Records provided section start
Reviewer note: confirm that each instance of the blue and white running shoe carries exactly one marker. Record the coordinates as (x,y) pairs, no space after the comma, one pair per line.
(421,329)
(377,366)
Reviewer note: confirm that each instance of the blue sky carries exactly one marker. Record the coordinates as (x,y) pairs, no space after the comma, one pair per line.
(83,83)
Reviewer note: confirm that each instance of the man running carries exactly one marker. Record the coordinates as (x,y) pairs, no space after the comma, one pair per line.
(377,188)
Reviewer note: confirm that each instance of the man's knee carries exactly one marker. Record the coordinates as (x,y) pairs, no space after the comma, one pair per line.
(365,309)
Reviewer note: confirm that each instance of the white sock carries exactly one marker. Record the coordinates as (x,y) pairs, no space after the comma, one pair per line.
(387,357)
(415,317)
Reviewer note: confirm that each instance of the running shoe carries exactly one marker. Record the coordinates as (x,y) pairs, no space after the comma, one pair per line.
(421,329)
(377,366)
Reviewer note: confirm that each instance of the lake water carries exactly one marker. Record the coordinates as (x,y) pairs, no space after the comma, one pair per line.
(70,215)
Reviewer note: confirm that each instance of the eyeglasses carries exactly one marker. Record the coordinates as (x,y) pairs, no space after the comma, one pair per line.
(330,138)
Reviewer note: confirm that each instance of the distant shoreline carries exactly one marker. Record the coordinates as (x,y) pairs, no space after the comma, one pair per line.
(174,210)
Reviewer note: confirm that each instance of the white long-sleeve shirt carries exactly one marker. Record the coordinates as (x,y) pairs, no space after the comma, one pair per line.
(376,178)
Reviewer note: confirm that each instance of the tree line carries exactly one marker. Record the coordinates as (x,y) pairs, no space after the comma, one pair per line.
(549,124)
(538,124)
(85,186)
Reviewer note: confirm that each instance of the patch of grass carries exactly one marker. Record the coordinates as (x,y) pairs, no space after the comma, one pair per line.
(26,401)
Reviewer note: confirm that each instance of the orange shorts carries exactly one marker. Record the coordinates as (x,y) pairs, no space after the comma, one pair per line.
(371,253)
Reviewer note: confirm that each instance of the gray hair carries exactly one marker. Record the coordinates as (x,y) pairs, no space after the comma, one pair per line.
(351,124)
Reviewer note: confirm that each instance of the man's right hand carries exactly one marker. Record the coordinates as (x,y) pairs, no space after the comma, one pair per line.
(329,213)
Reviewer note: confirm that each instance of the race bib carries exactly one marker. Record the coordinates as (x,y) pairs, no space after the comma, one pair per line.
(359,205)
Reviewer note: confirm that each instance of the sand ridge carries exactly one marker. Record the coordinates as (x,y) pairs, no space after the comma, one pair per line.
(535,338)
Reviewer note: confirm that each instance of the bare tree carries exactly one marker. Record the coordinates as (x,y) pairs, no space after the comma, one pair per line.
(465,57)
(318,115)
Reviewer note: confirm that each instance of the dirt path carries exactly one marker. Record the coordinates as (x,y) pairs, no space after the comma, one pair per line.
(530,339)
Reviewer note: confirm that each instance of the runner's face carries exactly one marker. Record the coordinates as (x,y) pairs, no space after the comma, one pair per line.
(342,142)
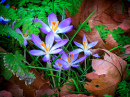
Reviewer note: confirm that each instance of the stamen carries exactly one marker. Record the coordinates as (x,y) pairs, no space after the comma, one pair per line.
(68,58)
(26,34)
(54,25)
(43,44)
(59,64)
(85,44)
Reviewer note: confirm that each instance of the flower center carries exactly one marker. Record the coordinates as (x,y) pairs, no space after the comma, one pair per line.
(70,58)
(85,44)
(43,44)
(26,34)
(13,7)
(4,17)
(54,25)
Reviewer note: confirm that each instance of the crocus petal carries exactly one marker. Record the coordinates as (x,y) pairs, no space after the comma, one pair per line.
(56,67)
(55,51)
(49,38)
(92,44)
(25,42)
(65,29)
(59,44)
(75,57)
(64,23)
(4,22)
(78,44)
(57,37)
(52,17)
(62,62)
(37,41)
(37,52)
(19,31)
(2,1)
(87,52)
(84,39)
(64,56)
(66,67)
(7,5)
(76,51)
(79,60)
(75,65)
(46,58)
(96,55)
(45,29)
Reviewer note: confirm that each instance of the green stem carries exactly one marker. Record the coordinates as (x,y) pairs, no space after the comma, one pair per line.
(53,6)
(85,63)
(79,29)
(59,76)
(25,54)
(52,74)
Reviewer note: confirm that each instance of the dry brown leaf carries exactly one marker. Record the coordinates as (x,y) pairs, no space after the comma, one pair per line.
(127,51)
(38,84)
(5,94)
(107,75)
(65,91)
(77,95)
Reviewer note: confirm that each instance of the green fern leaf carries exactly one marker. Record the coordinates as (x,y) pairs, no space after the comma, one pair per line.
(15,64)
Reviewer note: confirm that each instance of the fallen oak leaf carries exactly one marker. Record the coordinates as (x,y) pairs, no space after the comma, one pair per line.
(76,95)
(107,75)
(37,84)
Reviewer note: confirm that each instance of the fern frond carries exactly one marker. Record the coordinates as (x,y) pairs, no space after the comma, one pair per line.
(15,63)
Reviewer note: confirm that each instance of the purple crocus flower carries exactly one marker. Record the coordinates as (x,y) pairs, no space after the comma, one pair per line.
(3,20)
(25,36)
(85,47)
(58,65)
(55,26)
(2,1)
(68,60)
(47,48)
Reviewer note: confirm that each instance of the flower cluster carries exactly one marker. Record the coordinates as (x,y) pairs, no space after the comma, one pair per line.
(67,60)
(55,26)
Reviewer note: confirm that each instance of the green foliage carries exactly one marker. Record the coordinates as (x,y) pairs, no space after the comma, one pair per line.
(107,95)
(16,64)
(4,71)
(124,89)
(116,34)
(7,74)
(7,30)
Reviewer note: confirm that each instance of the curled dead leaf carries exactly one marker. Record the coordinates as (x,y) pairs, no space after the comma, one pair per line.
(65,91)
(107,75)
(127,51)
(77,95)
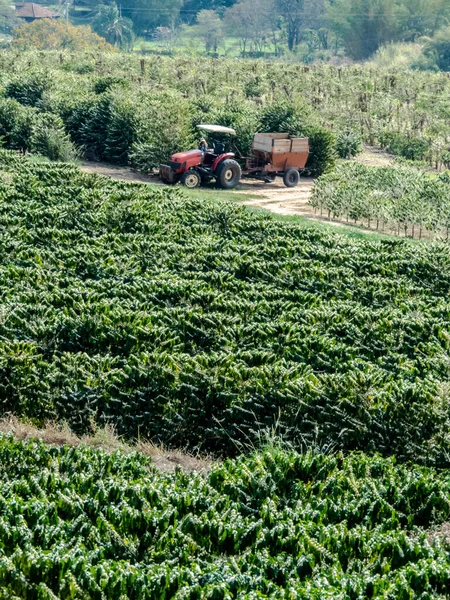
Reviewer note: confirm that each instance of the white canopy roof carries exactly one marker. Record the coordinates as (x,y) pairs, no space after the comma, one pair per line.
(217,129)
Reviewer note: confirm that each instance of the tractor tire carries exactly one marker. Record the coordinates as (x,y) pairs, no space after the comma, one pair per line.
(228,174)
(291,178)
(191,179)
(175,180)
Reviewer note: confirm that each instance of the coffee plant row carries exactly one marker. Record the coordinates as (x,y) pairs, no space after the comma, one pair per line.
(121,108)
(200,324)
(404,198)
(82,523)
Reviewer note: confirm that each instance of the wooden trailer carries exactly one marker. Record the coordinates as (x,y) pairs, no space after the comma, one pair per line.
(277,154)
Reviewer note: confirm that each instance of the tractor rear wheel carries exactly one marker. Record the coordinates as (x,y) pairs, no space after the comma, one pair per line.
(191,179)
(291,178)
(228,174)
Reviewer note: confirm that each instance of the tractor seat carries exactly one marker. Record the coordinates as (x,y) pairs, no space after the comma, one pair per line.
(219,147)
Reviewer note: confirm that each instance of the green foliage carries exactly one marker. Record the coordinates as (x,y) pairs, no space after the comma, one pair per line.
(164,128)
(198,324)
(367,25)
(116,30)
(82,523)
(411,147)
(28,89)
(349,144)
(395,195)
(91,95)
(48,137)
(105,83)
(16,124)
(438,49)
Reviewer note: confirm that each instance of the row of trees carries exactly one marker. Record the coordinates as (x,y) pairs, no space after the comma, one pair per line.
(359,26)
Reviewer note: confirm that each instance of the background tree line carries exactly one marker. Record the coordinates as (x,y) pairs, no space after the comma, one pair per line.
(310,29)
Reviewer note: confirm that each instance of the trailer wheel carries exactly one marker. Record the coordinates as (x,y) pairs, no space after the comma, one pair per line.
(191,179)
(228,174)
(291,178)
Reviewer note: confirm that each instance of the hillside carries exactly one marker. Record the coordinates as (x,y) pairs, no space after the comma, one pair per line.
(80,523)
(201,325)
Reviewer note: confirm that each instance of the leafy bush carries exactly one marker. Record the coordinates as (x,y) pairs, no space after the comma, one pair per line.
(349,144)
(50,139)
(104,84)
(388,195)
(410,146)
(29,89)
(200,324)
(16,123)
(85,523)
(164,127)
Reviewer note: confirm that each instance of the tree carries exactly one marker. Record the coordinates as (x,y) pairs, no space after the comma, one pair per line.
(52,34)
(117,30)
(292,14)
(192,8)
(251,21)
(438,49)
(147,15)
(417,18)
(210,28)
(8,19)
(364,25)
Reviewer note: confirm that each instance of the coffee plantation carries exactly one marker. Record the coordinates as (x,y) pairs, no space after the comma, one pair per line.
(126,109)
(399,199)
(81,523)
(201,325)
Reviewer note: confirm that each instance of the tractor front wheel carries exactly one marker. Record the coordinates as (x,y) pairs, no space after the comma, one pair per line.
(291,178)
(228,174)
(191,179)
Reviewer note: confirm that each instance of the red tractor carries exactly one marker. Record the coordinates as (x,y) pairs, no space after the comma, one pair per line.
(205,164)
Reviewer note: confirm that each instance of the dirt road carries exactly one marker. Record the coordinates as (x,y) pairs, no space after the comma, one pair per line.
(270,196)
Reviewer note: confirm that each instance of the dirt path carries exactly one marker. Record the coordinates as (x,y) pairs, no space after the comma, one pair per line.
(270,196)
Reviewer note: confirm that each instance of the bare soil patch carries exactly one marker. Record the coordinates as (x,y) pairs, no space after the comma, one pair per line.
(106,439)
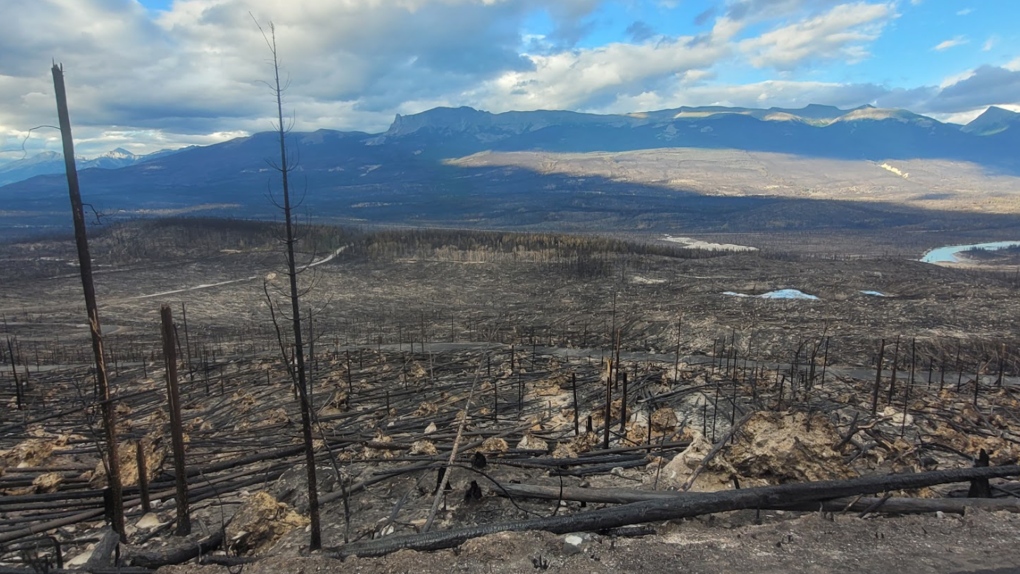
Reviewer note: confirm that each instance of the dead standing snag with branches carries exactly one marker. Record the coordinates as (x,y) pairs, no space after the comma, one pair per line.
(299,355)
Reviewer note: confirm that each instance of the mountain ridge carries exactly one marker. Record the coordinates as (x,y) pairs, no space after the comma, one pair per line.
(406,172)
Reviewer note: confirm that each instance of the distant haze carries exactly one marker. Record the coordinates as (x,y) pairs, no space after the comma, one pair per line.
(151,74)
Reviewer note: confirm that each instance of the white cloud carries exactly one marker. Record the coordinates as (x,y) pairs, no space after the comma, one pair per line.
(194,73)
(839,34)
(952,43)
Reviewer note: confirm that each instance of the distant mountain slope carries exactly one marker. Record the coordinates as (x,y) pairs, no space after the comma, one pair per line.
(52,162)
(993,120)
(403,174)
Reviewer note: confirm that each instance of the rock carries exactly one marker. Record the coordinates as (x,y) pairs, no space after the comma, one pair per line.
(529,442)
(153,450)
(259,523)
(789,447)
(148,521)
(717,476)
(423,448)
(495,445)
(47,482)
(664,420)
(573,543)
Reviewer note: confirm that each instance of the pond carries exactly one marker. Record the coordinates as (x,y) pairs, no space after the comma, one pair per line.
(780,294)
(948,254)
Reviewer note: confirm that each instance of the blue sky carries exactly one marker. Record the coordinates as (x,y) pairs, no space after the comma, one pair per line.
(147,74)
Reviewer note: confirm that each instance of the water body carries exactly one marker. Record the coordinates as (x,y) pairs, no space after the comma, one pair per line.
(948,254)
(781,294)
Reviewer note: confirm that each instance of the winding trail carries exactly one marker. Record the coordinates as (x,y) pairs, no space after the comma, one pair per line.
(326,259)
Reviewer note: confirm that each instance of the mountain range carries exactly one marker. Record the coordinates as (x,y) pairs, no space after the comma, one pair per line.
(47,163)
(405,174)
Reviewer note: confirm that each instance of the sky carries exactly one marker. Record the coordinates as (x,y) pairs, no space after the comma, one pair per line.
(152,74)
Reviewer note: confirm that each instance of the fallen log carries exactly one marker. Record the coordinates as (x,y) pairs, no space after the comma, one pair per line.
(855,504)
(675,508)
(175,554)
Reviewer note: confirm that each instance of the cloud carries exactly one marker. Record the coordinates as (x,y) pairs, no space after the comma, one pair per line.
(984,87)
(195,72)
(640,32)
(952,43)
(199,67)
(839,34)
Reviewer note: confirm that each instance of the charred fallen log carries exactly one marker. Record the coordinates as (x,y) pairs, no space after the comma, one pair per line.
(678,507)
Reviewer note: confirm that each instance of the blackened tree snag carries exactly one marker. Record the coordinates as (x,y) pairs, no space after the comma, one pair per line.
(176,428)
(299,353)
(85,266)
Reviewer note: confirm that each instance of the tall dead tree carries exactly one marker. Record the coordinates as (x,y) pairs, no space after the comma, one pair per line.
(116,509)
(299,355)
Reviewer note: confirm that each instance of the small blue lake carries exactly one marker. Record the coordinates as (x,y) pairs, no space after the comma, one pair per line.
(949,254)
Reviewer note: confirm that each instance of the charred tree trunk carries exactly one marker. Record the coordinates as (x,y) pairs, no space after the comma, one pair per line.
(292,272)
(85,265)
(176,428)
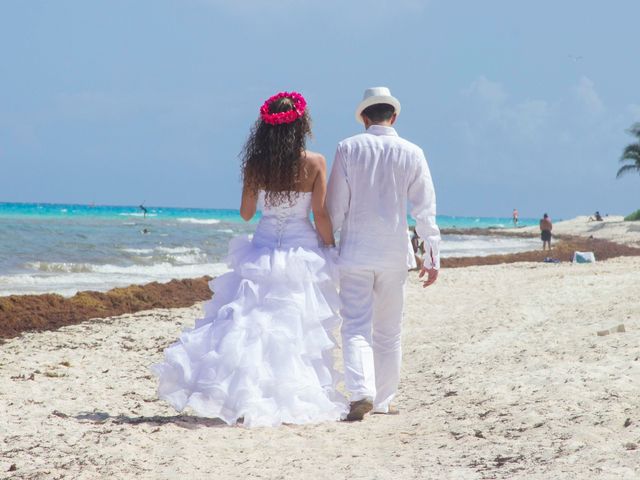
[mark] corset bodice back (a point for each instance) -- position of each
(299, 207)
(286, 225)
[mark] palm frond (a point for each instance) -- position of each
(635, 130)
(631, 152)
(627, 169)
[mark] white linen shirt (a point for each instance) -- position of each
(374, 176)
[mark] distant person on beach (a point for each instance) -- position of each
(375, 175)
(418, 248)
(596, 217)
(545, 231)
(263, 353)
(144, 211)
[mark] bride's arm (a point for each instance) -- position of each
(249, 203)
(318, 204)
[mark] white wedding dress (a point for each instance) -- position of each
(263, 351)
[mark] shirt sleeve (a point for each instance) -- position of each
(338, 192)
(422, 199)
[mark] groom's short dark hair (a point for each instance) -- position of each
(379, 112)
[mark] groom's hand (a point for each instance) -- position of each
(432, 276)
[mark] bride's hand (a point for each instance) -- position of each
(432, 276)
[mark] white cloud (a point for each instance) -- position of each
(371, 10)
(634, 110)
(487, 91)
(587, 95)
(494, 111)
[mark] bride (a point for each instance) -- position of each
(262, 354)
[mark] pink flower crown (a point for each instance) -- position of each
(299, 106)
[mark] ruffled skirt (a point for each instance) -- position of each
(263, 351)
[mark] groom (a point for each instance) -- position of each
(374, 176)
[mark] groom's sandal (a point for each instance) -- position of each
(359, 409)
(392, 410)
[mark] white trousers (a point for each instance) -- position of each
(372, 303)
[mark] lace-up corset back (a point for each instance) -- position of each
(286, 225)
(299, 207)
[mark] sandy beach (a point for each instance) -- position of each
(513, 371)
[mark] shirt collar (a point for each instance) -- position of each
(382, 130)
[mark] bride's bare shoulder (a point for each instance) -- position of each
(314, 160)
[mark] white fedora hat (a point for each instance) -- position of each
(376, 95)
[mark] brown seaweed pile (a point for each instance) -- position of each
(19, 313)
(563, 248)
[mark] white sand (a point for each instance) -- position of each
(504, 377)
(612, 228)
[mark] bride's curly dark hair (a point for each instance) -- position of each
(271, 156)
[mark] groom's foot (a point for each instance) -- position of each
(359, 409)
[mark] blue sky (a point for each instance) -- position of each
(516, 104)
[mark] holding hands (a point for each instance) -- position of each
(432, 276)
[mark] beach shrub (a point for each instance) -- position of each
(633, 216)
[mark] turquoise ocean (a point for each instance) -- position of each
(63, 249)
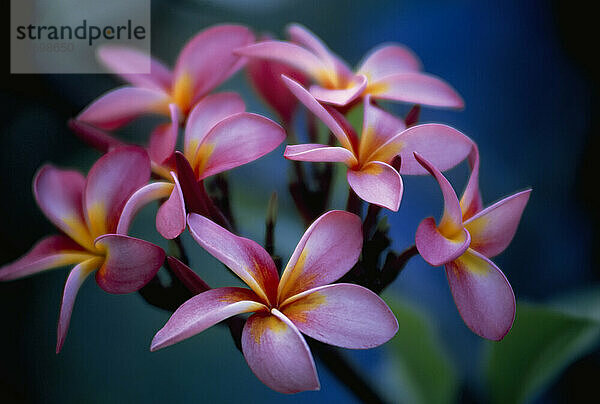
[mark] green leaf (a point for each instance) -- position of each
(543, 341)
(418, 370)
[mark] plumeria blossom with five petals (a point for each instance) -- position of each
(391, 72)
(303, 300)
(218, 136)
(87, 211)
(464, 241)
(383, 137)
(204, 63)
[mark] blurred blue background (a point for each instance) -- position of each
(527, 73)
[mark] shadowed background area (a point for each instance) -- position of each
(527, 73)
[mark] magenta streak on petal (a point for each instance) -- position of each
(129, 265)
(74, 282)
(139, 199)
(171, 216)
(482, 294)
(345, 315)
(278, 354)
(203, 311)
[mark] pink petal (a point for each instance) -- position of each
(302, 36)
(194, 197)
(451, 223)
(493, 228)
(340, 97)
(110, 182)
(265, 76)
(328, 249)
(93, 136)
(313, 105)
(142, 197)
(470, 202)
(203, 311)
(205, 115)
(482, 294)
(378, 183)
(59, 194)
(345, 315)
(129, 265)
(189, 278)
(278, 354)
(171, 216)
(290, 54)
(388, 60)
(129, 62)
(50, 252)
(74, 282)
(437, 249)
(234, 141)
(244, 257)
(118, 107)
(378, 128)
(164, 138)
(416, 88)
(208, 59)
(442, 145)
(319, 153)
Records provided section end
▶ Your objective: Your task is to reproduce exactly the lines that begin at the line containing "[mark] magenta streak" and end at the final line of the data above.

▶ Output for this task:
[mark] magenta streak on petal (a point for each instance) -- position of each
(129, 265)
(74, 282)
(139, 199)
(171, 216)
(482, 294)
(345, 315)
(278, 354)
(203, 311)
[mark] pink petal (a point for each instance) -- position of each
(302, 36)
(194, 197)
(451, 223)
(493, 228)
(340, 97)
(110, 182)
(265, 76)
(328, 249)
(93, 136)
(313, 105)
(142, 197)
(470, 202)
(203, 311)
(205, 115)
(482, 294)
(378, 183)
(59, 194)
(345, 315)
(129, 265)
(189, 278)
(278, 354)
(171, 216)
(290, 54)
(388, 60)
(129, 62)
(50, 252)
(74, 282)
(437, 249)
(234, 141)
(244, 257)
(118, 107)
(378, 128)
(164, 138)
(416, 88)
(208, 59)
(442, 145)
(319, 153)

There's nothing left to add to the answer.